ДОКУМЕНТ –
....................

Особенностью вызывать скрытый в человеке садизм обладают также войны. Ни для кого не секрет, что победители расправляются с побежденными самым зверским образом. Многие столетия разграбление взятых городов являлось нормой, и здесь разворачивалось широкое поле деятельности для безумия, окрашенного сладострастным садизмом. Ужасная картина происходила в стране, покоренной войсками Великого Конде. Везде можно было увидеть изувеченных людей, замученных женщин, части человеческих тел. Даже если жители пытались укрыться от захватчиков в пещерах, то все выходы обычно обкладывались соломой и поджигались, как будто перед солдатами были не им подобные люди, а барсуки.
Когда народ перешагивает границы своего обыденного существования, каким бы тяжелым оно ни было, то становятся обычными надрывающие душу стороннего наблюдателя сцены осквернения убитых, которые так правдиво и грубо реалистично рисовал на страницах своего романа «Жерминаль» Эмиль Золя.

....................

УКАЗАНИЯ К УПРАЖНЕНИЮ – Подхватите текст о жестокости войны и продолжите его после последнего предложения. Пункты ниже для работы не понадобятся.

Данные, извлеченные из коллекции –
....................

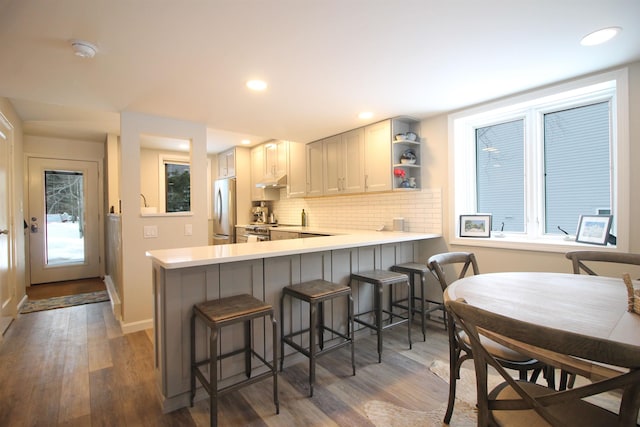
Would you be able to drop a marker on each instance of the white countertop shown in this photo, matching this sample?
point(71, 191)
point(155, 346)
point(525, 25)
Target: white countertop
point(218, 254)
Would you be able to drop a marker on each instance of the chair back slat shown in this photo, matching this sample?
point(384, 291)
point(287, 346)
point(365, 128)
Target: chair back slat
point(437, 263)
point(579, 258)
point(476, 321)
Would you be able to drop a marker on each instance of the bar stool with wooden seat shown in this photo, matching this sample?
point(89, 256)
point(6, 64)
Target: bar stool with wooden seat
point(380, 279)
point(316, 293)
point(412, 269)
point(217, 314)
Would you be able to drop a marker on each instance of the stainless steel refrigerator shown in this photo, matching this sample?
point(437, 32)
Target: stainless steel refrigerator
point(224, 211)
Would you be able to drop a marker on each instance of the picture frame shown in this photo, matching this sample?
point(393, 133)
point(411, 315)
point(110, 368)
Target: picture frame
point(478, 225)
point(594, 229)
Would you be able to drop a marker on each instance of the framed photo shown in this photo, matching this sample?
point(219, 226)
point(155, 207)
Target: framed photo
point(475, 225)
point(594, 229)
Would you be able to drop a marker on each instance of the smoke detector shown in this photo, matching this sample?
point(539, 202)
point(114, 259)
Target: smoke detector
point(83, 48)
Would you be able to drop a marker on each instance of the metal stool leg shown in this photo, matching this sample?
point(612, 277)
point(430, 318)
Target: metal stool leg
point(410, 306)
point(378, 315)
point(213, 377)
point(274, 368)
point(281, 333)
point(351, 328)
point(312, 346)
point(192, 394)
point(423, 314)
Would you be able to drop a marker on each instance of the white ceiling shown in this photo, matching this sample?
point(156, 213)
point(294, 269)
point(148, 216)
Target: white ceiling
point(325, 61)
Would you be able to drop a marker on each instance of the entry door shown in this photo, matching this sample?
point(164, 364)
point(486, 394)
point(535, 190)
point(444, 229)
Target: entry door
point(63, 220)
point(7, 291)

....................

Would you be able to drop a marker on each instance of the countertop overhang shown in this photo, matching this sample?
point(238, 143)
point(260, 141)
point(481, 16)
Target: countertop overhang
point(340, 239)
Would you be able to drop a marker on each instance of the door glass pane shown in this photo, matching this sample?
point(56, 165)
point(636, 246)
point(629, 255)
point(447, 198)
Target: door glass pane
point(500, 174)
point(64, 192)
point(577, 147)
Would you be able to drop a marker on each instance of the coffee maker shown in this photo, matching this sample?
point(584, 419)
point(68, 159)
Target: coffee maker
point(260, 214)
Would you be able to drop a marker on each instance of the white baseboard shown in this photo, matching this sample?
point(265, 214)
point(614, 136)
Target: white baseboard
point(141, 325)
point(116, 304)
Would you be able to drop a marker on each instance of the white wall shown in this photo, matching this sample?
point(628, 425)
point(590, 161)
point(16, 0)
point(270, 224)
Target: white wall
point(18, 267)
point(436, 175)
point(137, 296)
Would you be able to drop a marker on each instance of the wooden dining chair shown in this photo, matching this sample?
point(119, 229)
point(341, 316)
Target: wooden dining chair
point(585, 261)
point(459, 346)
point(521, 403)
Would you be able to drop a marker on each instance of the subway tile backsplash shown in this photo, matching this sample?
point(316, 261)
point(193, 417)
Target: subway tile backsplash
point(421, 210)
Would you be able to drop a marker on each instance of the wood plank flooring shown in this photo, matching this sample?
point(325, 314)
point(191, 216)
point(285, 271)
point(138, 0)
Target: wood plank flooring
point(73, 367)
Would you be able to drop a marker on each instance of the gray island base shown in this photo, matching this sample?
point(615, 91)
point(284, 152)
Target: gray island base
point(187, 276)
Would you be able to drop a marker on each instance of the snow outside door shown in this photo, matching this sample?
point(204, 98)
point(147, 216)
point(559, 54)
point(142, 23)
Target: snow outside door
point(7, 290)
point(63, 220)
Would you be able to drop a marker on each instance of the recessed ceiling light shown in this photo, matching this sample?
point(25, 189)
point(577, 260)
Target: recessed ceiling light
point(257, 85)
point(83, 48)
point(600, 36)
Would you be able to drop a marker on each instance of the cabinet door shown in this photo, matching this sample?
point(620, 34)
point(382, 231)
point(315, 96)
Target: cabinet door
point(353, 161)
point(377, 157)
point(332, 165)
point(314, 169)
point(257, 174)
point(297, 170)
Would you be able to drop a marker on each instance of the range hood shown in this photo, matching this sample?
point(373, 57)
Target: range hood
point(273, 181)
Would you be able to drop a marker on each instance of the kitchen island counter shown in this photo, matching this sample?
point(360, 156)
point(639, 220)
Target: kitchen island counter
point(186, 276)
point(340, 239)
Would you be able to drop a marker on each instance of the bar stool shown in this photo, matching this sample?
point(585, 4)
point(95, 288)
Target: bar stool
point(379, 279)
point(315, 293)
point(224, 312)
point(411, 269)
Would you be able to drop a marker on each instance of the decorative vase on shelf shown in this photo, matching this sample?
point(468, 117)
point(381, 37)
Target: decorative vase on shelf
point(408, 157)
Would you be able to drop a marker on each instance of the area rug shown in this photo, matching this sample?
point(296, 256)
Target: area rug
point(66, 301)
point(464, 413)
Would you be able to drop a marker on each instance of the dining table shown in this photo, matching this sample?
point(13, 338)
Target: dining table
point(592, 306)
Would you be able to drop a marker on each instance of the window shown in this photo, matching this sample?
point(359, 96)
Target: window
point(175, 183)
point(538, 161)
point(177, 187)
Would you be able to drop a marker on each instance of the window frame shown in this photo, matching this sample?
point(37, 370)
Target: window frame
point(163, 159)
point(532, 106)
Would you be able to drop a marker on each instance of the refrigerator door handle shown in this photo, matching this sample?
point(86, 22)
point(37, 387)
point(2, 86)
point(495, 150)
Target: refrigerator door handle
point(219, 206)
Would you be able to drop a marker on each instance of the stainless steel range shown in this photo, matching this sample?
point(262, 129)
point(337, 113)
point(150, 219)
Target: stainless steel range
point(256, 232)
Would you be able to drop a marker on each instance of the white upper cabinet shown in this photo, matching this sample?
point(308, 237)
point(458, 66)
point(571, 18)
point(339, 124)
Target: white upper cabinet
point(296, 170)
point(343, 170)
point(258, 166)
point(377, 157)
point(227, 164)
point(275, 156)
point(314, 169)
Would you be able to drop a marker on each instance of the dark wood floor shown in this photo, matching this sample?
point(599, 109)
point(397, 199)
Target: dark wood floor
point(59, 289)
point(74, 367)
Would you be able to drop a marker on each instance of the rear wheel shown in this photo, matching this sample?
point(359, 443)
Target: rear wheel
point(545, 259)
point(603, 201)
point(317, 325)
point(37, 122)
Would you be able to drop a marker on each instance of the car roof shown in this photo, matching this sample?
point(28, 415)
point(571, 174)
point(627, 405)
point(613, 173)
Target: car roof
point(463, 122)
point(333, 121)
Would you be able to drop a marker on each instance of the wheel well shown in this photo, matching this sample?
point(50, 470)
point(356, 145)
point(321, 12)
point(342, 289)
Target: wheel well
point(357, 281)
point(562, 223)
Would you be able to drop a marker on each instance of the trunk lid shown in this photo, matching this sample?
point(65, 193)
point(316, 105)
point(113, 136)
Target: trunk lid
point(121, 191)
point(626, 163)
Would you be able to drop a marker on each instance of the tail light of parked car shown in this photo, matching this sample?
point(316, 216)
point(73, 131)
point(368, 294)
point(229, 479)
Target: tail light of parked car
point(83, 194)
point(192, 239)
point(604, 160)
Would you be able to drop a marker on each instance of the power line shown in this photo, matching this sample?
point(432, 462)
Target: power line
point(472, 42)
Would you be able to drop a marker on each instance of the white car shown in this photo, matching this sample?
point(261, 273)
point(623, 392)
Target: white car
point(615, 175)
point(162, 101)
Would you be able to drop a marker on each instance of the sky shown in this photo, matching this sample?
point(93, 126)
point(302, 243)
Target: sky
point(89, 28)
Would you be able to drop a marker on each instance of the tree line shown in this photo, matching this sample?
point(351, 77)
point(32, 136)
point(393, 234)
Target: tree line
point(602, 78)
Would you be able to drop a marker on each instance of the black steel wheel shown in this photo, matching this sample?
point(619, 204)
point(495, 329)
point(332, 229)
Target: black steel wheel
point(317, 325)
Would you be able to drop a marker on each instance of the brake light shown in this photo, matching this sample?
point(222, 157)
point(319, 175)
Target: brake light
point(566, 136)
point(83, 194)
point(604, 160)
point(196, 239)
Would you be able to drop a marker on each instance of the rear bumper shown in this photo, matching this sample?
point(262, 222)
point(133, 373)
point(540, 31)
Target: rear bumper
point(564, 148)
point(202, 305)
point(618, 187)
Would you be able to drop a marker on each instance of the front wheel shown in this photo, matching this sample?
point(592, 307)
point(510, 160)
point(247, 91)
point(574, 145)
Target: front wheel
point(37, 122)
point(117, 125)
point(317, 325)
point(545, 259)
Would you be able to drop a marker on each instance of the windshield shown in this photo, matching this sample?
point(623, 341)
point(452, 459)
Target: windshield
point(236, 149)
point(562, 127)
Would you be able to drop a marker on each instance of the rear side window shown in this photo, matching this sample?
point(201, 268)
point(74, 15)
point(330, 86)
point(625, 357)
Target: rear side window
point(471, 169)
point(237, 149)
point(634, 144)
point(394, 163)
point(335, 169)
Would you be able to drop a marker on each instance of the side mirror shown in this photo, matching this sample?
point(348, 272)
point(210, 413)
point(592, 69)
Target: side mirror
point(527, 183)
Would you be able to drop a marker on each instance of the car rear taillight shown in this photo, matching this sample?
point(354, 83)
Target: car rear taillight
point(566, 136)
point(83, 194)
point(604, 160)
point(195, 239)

....................

РЕЗУЛЬТАТ –
«Женщинам в особенности хотелось чем-нибудь ему отомстить. Они кружились вокруг тела, обнюхивая его, как стая голодных волчиц. Все они точно старались выдумать какую-нибудь дикую выходку, какое-нибудь особенное поругание, которые смогли бы доставить им, наконец, полное удовлетворение. И вот, вдруг раздался грубый голос старухи Брюлэ: „Вылегчим его, как кота!“. – „Да, да, – заревела толпа, как кота, – как кота!“. Мукет живо раздевает покойника, стягивает с него штаны, а Левак тем временем задирает ему высоко вверх ноги. Брюлэ своими высохшими от старости руками раздвинула голые ляжки и схватила в кулак омертвелые органы… Она пыталась их вырвать, с усилием напрягая свою тощую спину, и ее большие сухие руки хрустели. Нежная кожа оказывала сопротивление, старухе приходилось несколько раз приниматься снова, пока она, наконец, все же не оторвала от трупа кусок волосатого, окровавленного мяса. Торжествующе потрясая этим трофеем и радостно восклицая: „Вот он! Вот!..“, Брюлэ насадила этот пучок на конец своей палки и, подняв ее высоко в воздухе, точно знамя, бросилась на дорогу, сопровождаемая дико завывающей ватагой женщин».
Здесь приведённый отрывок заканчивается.